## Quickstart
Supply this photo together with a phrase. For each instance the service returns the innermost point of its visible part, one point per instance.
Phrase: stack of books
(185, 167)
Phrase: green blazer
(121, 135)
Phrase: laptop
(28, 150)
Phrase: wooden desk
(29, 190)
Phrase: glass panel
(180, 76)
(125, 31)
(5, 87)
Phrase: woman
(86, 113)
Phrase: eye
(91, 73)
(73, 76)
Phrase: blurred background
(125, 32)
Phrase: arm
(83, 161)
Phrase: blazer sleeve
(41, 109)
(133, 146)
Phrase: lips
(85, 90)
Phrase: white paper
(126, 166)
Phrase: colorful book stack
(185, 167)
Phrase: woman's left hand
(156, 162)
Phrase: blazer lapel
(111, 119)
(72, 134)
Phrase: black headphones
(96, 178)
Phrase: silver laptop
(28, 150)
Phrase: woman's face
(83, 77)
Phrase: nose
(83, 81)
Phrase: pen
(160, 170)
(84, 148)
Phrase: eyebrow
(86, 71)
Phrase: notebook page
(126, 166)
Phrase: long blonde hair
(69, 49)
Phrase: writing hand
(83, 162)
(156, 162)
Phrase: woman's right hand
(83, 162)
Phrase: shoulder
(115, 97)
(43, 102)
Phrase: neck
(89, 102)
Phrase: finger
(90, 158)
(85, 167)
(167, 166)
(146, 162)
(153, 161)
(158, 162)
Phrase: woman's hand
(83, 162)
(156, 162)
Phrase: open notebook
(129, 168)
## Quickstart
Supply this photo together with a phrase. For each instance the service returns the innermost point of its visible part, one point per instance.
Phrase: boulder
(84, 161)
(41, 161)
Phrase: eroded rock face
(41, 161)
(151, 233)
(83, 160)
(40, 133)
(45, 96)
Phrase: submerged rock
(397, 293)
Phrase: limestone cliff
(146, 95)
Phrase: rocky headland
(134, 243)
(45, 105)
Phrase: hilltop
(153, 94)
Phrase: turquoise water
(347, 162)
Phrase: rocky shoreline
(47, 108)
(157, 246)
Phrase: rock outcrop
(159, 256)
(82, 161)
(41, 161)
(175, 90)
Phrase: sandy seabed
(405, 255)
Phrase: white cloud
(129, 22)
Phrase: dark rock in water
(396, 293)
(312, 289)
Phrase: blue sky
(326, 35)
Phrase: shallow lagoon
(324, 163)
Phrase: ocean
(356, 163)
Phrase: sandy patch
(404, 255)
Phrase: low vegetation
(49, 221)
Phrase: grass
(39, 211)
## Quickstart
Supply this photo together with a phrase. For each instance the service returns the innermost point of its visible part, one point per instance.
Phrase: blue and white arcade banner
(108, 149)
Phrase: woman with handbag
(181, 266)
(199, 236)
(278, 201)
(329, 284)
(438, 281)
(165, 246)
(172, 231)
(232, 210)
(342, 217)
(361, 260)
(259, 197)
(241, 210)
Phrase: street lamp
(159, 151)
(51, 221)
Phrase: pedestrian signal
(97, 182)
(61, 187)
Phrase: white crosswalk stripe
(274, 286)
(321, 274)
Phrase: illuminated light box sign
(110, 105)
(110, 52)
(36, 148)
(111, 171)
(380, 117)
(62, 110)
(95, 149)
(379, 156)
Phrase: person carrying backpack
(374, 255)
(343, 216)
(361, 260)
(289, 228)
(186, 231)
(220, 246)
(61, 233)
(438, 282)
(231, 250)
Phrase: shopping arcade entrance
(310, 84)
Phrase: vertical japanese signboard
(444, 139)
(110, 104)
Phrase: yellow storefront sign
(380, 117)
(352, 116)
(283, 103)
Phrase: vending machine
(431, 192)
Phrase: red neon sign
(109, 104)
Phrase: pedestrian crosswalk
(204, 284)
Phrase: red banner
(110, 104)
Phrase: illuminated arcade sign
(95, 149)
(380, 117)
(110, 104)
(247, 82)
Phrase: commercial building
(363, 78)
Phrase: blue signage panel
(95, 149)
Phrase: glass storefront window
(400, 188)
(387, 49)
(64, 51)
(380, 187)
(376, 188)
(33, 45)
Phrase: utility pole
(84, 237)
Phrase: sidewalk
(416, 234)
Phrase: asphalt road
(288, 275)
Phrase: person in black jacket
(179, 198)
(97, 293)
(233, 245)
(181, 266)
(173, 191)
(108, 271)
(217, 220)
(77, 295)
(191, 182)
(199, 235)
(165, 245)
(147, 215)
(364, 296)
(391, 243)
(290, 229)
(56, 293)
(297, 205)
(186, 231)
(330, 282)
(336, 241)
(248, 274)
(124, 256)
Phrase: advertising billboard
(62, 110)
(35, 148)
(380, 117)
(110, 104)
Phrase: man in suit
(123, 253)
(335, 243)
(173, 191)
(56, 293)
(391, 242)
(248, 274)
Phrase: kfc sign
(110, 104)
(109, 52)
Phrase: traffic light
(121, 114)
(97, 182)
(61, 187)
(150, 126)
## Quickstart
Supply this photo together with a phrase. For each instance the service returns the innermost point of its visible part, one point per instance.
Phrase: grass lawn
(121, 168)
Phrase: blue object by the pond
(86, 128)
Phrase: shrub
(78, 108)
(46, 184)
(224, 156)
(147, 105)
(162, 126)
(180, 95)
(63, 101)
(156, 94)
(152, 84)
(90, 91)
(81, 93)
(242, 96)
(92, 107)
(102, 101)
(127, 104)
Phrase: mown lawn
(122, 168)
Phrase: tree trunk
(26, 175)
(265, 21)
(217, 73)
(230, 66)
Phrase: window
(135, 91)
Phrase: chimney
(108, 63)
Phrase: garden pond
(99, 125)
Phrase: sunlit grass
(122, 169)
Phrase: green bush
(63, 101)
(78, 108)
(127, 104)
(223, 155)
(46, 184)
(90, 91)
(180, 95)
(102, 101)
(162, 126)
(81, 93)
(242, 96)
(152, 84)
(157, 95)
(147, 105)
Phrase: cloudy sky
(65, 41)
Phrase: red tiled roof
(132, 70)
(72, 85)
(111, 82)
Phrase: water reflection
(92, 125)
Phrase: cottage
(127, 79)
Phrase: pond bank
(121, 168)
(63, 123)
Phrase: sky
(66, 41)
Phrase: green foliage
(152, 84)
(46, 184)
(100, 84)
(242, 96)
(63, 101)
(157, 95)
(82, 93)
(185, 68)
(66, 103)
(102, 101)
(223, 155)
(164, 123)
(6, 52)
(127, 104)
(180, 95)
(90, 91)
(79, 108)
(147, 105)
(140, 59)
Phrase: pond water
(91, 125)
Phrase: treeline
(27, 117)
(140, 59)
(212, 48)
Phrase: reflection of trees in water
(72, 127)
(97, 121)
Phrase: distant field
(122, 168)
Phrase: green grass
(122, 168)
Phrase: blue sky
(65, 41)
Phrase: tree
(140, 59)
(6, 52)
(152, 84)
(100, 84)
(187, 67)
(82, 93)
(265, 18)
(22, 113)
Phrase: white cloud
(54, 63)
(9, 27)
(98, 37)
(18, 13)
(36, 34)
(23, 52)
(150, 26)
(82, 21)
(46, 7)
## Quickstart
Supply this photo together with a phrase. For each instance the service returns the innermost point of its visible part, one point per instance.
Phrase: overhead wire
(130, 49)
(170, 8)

==

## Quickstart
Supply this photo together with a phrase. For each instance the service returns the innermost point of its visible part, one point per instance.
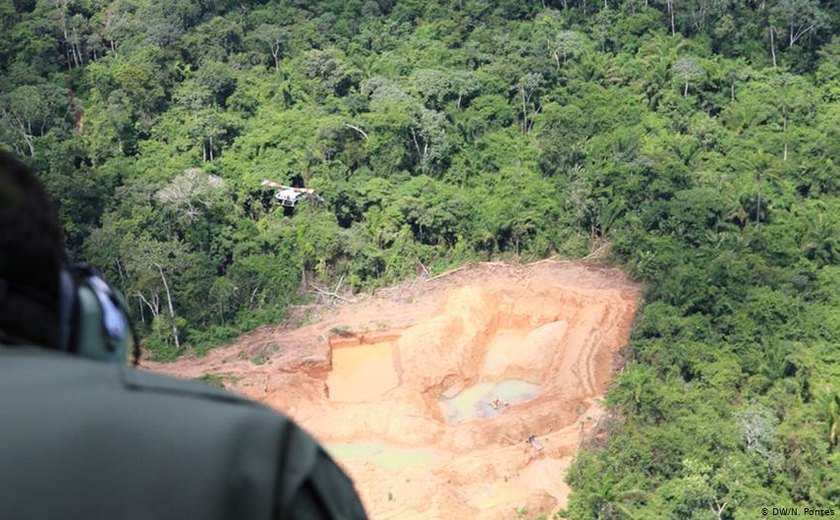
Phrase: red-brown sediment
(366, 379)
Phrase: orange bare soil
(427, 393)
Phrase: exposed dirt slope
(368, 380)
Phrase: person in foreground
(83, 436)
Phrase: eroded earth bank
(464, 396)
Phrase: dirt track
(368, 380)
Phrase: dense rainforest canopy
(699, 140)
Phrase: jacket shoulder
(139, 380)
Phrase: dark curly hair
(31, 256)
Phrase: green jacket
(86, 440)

* * *

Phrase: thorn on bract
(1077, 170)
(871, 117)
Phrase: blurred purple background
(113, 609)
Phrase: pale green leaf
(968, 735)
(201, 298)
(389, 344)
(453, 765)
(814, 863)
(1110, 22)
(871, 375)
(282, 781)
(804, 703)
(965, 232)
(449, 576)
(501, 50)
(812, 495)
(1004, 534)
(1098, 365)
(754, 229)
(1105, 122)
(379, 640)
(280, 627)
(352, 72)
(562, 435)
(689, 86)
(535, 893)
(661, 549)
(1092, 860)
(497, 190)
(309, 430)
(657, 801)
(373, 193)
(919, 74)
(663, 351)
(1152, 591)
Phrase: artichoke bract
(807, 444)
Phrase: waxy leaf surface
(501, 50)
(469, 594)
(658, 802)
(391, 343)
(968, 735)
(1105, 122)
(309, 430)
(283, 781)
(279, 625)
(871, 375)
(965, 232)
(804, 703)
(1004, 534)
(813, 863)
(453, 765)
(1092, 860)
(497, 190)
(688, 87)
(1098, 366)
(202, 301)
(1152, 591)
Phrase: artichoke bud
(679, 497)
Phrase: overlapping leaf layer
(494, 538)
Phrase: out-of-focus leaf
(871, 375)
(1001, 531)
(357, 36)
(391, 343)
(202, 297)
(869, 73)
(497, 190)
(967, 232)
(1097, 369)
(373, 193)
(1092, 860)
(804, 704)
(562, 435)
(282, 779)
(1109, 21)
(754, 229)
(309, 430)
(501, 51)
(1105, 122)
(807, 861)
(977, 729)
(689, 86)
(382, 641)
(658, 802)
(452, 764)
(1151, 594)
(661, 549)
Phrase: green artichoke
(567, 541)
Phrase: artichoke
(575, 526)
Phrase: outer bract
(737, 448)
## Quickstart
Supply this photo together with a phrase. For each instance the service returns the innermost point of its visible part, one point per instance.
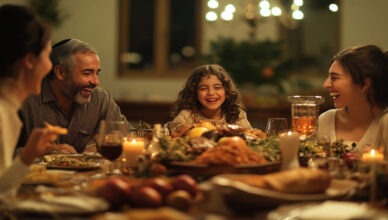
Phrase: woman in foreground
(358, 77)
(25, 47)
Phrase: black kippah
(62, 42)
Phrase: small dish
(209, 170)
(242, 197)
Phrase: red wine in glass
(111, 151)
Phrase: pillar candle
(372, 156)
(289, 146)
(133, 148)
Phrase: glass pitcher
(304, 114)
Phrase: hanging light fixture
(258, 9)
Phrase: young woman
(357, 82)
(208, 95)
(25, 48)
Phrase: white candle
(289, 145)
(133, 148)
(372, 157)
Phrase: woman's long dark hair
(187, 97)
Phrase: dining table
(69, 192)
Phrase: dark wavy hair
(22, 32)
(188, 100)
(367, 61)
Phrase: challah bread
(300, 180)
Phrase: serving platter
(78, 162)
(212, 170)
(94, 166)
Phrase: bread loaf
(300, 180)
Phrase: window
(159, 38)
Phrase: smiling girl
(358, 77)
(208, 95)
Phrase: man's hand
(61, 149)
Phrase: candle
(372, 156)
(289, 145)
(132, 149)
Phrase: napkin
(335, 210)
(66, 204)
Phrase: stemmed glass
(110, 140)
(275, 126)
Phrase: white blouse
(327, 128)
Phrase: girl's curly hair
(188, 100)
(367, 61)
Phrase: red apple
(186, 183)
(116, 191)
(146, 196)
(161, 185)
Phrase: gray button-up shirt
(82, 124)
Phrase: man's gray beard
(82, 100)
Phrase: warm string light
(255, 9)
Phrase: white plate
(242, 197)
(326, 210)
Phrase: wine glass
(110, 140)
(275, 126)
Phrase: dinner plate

PROBLEM DETAILS
A word-for-word copy of the lines above from the one with "Phrase: serving platter" through the one with "Phrase: dinner plate", inclusive, is the only output wanted.

SOLUTION TO THIS TASK
Phrase: serving platter
(78, 162)
(212, 170)
(94, 166)
Phrase: bread loaf
(300, 180)
Phrase: window
(159, 38)
Phrase: smiling girl
(358, 77)
(208, 95)
Phrase: man's hand
(61, 149)
Phrase: candle
(372, 156)
(289, 145)
(132, 149)
Phrase: napkin
(335, 210)
(66, 204)
Phrase: stemmed glass
(110, 140)
(275, 126)
Phrase: white blouse
(327, 128)
Phrase: girl's curly hair
(188, 100)
(367, 61)
Phrase: red apple
(186, 183)
(116, 191)
(146, 196)
(161, 185)
Phrase: gray button-up shirt
(82, 124)
Phrase: man's gray beard
(82, 100)
Phrase: warm string light
(255, 9)
Phrase: white plate
(242, 197)
(326, 210)
Phrase: wine glass
(110, 140)
(275, 126)
Phrase: dinner plate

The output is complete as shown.